DO THIS =>
Write out every line of the rows below as a JSON list of strings, one string per line, and leave out any blank lines.

++++++

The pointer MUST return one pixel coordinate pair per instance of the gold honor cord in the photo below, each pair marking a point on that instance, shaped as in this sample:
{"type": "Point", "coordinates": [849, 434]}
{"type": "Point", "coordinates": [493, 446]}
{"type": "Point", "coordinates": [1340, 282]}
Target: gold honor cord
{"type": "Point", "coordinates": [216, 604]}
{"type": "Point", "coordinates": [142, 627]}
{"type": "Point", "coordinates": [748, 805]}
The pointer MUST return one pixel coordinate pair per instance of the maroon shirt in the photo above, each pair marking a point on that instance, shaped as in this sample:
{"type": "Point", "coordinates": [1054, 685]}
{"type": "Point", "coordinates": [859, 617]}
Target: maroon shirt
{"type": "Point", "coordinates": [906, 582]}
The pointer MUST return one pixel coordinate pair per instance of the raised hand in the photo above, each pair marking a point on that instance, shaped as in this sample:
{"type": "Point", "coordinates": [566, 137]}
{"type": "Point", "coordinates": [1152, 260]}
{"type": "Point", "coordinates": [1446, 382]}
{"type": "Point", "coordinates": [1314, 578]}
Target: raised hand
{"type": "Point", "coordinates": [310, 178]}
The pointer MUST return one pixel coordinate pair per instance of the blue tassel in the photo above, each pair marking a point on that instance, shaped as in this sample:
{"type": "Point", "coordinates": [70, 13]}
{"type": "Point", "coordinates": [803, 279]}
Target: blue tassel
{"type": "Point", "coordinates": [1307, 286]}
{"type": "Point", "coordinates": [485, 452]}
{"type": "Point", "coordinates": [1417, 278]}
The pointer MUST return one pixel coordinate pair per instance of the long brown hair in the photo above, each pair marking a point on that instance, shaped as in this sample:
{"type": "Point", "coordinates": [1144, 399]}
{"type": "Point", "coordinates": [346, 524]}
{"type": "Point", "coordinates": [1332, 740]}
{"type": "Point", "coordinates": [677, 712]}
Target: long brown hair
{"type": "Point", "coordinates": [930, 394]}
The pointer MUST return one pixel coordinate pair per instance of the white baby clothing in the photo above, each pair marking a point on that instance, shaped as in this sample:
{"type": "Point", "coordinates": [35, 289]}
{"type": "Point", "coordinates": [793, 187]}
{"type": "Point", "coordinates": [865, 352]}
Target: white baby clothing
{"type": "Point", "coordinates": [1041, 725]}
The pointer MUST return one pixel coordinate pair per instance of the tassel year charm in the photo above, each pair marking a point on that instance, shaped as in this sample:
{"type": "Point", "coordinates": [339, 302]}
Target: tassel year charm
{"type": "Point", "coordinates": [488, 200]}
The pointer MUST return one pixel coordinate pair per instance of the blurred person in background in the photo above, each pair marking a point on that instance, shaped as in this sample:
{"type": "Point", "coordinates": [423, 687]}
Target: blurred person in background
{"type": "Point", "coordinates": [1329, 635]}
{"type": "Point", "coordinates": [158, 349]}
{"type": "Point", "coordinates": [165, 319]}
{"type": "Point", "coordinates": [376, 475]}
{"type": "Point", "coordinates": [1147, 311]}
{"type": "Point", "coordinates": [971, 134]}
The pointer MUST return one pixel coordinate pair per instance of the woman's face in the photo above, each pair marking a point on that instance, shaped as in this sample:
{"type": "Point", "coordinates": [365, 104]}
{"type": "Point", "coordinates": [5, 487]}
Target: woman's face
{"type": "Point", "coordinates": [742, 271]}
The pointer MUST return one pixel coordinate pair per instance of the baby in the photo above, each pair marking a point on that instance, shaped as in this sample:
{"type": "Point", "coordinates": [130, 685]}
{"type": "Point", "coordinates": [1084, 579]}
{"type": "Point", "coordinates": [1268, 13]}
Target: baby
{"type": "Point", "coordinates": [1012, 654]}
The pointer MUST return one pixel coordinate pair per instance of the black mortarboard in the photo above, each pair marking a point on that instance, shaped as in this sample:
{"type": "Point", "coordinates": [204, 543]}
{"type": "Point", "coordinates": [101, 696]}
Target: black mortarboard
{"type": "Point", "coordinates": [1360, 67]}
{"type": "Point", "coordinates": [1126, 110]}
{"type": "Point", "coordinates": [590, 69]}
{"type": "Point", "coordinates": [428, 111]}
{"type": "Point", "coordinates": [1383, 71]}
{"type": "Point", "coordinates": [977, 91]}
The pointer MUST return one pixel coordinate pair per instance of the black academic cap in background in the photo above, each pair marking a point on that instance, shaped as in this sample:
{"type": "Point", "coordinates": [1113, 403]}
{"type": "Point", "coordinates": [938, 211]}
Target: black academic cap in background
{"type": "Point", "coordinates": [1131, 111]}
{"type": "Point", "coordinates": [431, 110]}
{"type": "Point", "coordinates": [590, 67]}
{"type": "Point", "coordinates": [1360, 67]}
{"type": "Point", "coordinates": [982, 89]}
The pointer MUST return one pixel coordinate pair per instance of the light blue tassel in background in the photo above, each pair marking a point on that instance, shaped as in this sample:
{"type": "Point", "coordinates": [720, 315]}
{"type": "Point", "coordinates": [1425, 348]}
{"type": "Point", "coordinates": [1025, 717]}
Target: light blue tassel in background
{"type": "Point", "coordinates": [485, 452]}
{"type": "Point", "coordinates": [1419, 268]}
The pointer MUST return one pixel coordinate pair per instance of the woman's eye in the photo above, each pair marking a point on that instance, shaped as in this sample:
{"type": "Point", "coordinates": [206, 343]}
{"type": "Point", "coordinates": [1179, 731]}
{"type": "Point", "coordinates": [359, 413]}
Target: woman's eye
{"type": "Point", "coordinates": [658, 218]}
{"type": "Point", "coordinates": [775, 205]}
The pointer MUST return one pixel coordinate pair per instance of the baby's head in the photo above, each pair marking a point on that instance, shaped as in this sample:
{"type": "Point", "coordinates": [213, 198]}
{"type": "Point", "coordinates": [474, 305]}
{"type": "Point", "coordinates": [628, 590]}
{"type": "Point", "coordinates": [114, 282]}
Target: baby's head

++++++

TASK ANSWER =>
[
  "The pointer MUST return one pixel coordinate pair per instance of the gold honor cord in the photo below, each pair marking a point on that instance, shaped as in this sample:",
  "{\"type\": \"Point\", \"coordinates\": [849, 434]}",
  "{\"type\": \"Point\", \"coordinates\": [493, 446]}",
  "{\"type\": \"Point\", \"coordinates\": [1340, 282]}",
  "Target: gold honor cord",
  "{\"type\": \"Point\", \"coordinates\": [216, 604]}",
  "{\"type\": \"Point\", \"coordinates\": [142, 627]}",
  "{\"type\": \"Point\", \"coordinates\": [748, 805]}",
  "The pointer MUST return one pixel coordinate pair per instance of the maroon shirt in the photo above, each pair marking a point on that instance, shaped as in this sample:",
  "{\"type\": \"Point\", \"coordinates\": [1054, 685]}",
  "{\"type\": \"Point\", \"coordinates\": [859, 617]}",
  "Target: maroon shirt",
  "{\"type\": \"Point\", \"coordinates\": [906, 582]}",
  "The pointer MUST return one pixel coordinate pair per instance of the raised hand in the photo above, each pair marking a point on that instance, shaped as in this sample:",
  "{\"type\": \"Point\", \"coordinates\": [566, 137]}",
  "{\"type\": \"Point\", \"coordinates\": [1152, 260]}",
  "{\"type\": \"Point\", \"coordinates\": [1446, 382]}",
  "{\"type\": \"Point\", \"coordinates\": [1314, 578]}",
  "Target: raised hand",
  "{\"type\": \"Point\", \"coordinates\": [310, 178]}",
  "The pointer MUST return one pixel coordinate pair per instance of the blue tassel in the photo above, each pair marking a point on that instance, shaped as in this sample:",
  "{\"type\": \"Point\", \"coordinates\": [70, 13]}",
  "{\"type\": \"Point\", \"coordinates\": [803, 279]}",
  "Target: blue tassel",
  "{\"type\": \"Point\", \"coordinates\": [1307, 286]}",
  "{\"type\": \"Point\", \"coordinates\": [485, 452]}",
  "{\"type\": \"Point\", \"coordinates\": [1417, 278]}",
  "The pointer MUST return one pixel coordinate pair per instance of the long brown hair in the photo above, each pair marking a point on that instance, shaped as in this sample:",
  "{\"type\": \"Point\", \"coordinates\": [1144, 399]}",
  "{\"type\": \"Point\", \"coordinates\": [346, 524]}",
  "{\"type\": \"Point\", \"coordinates\": [1332, 740]}",
  "{\"type\": \"Point\", \"coordinates\": [677, 712]}",
  "Target: long brown hair",
  "{\"type\": \"Point\", \"coordinates\": [930, 394]}",
  "The pointer MUST return one pixel coordinate pair per instance of the white baby clothing in the photo above, each pair marking a point on that instance, shaped as in this sample:",
  "{\"type\": \"Point\", \"coordinates\": [35, 289]}",
  "{\"type\": \"Point\", \"coordinates\": [793, 187]}",
  "{\"type\": \"Point\", \"coordinates\": [865, 352]}",
  "Target: white baby clothing",
  "{\"type\": \"Point\", \"coordinates\": [1041, 725]}",
  "The pointer MUST return one pixel coordinate pair per instance of the tassel year charm in the photo above, each pair marking a point on that instance, shaped as in this sample:",
  "{\"type\": \"Point\", \"coordinates\": [339, 302]}",
  "Target: tassel year charm",
  "{\"type\": \"Point\", \"coordinates\": [488, 200]}",
  "The pointer MUST return one pixel coordinate pair per instance of the blurred person in background in the photo above, each pair marking a point on that instance, shaped as in this sample:",
  "{\"type\": \"Point\", \"coordinates\": [423, 687]}",
  "Target: blurred person in background",
  "{\"type\": \"Point\", \"coordinates\": [1329, 635]}",
  "{\"type\": \"Point\", \"coordinates\": [158, 349]}",
  "{\"type\": \"Point\", \"coordinates\": [165, 319]}",
  "{\"type\": \"Point\", \"coordinates\": [376, 475]}",
  "{\"type\": \"Point\", \"coordinates\": [1147, 311]}",
  "{\"type\": \"Point\", \"coordinates\": [971, 134]}",
  "The pointer MUST return one pixel coordinate pair per instance of the woman's face in the photo above, each pair marking a point on that instance, shaped as in this sample:",
  "{\"type\": \"Point\", \"coordinates\": [365, 104]}",
  "{\"type\": \"Point\", \"coordinates\": [5, 487]}",
  "Target: woman's face",
  "{\"type\": \"Point\", \"coordinates\": [742, 271]}",
  "The pointer MUST return one pixel coordinate pair per instance of the baby in the photo above, each pair marking a point on that instance, shaped as in this sample:",
  "{\"type\": \"Point\", \"coordinates\": [130, 685]}",
  "{\"type\": \"Point\", \"coordinates\": [1084, 579]}",
  "{\"type\": \"Point\", \"coordinates\": [1268, 13]}",
  "Target: baby",
  "{\"type\": \"Point\", \"coordinates\": [1012, 654]}",
  "The pointer MUST return one pixel coordinate pair per instance of the black mortarboard in the photo above, each pair marking a point on that instance, shaped as in this sample:",
  "{\"type\": \"Point\", \"coordinates\": [204, 543]}",
  "{\"type\": \"Point\", \"coordinates\": [101, 696]}",
  "Target: black mortarboard",
  "{\"type\": \"Point\", \"coordinates\": [1360, 67]}",
  "{\"type\": \"Point\", \"coordinates\": [1126, 110]}",
  "{\"type\": \"Point\", \"coordinates\": [590, 69]}",
  "{\"type\": \"Point\", \"coordinates\": [428, 111]}",
  "{\"type\": \"Point\", \"coordinates\": [1383, 71]}",
  "{\"type\": \"Point\", \"coordinates\": [977, 91]}",
  "The pointer MUST return one pixel coordinate pair per instance of the black academic cap in background in the photo above, each pair marking a point on that instance, shaped as in this sample:",
  "{\"type\": \"Point\", \"coordinates\": [1113, 403]}",
  "{\"type\": \"Point\", \"coordinates\": [938, 211]}",
  "Target: black academic cap in background",
  "{\"type\": \"Point\", \"coordinates\": [1131, 111]}",
  "{\"type\": \"Point\", \"coordinates\": [431, 110]}",
  "{\"type\": \"Point\", \"coordinates\": [590, 67]}",
  "{\"type\": \"Point\", \"coordinates\": [1360, 67]}",
  "{\"type\": \"Point\", \"coordinates\": [982, 89]}",
  "The pointer MUST return one pixel coordinate pair per instance of the light blue tassel in background in the photo above, each pair marking a point on that instance, shaped as in this sample:",
  "{\"type\": \"Point\", \"coordinates\": [720, 315]}",
  "{\"type\": \"Point\", \"coordinates\": [1425, 348]}",
  "{\"type\": \"Point\", \"coordinates\": [1025, 717]}",
  "Target: light blue tassel in background",
  "{\"type\": \"Point\", \"coordinates\": [485, 452]}",
  "{\"type\": \"Point\", \"coordinates\": [1419, 268]}",
  "The pointer MUST return one pixel coordinate pair per instance of the woman's eye in the photo above, each pair marking a point on that instance, shaped as in this sample:",
  "{\"type\": \"Point\", \"coordinates\": [206, 343]}",
  "{\"type\": \"Point\", \"coordinates\": [1179, 731]}",
  "{\"type\": \"Point\", \"coordinates\": [359, 413]}",
  "Target: woman's eye",
  "{\"type\": \"Point\", \"coordinates\": [658, 218]}",
  "{\"type\": \"Point\", \"coordinates\": [775, 205]}",
  "The pointer MUST return one pixel coordinate pair per instance of the baby's head in the photo above, each pair marking a point on that instance, shaped as in this sample:",
  "{\"type\": \"Point\", \"coordinates\": [213, 198]}",
  "{\"type\": \"Point\", \"coordinates\": [474, 305]}",
  "{\"type\": \"Point\", \"coordinates\": [628, 590]}",
  "{\"type\": \"Point\", \"coordinates\": [114, 282]}",
  "Target: baby's head"
]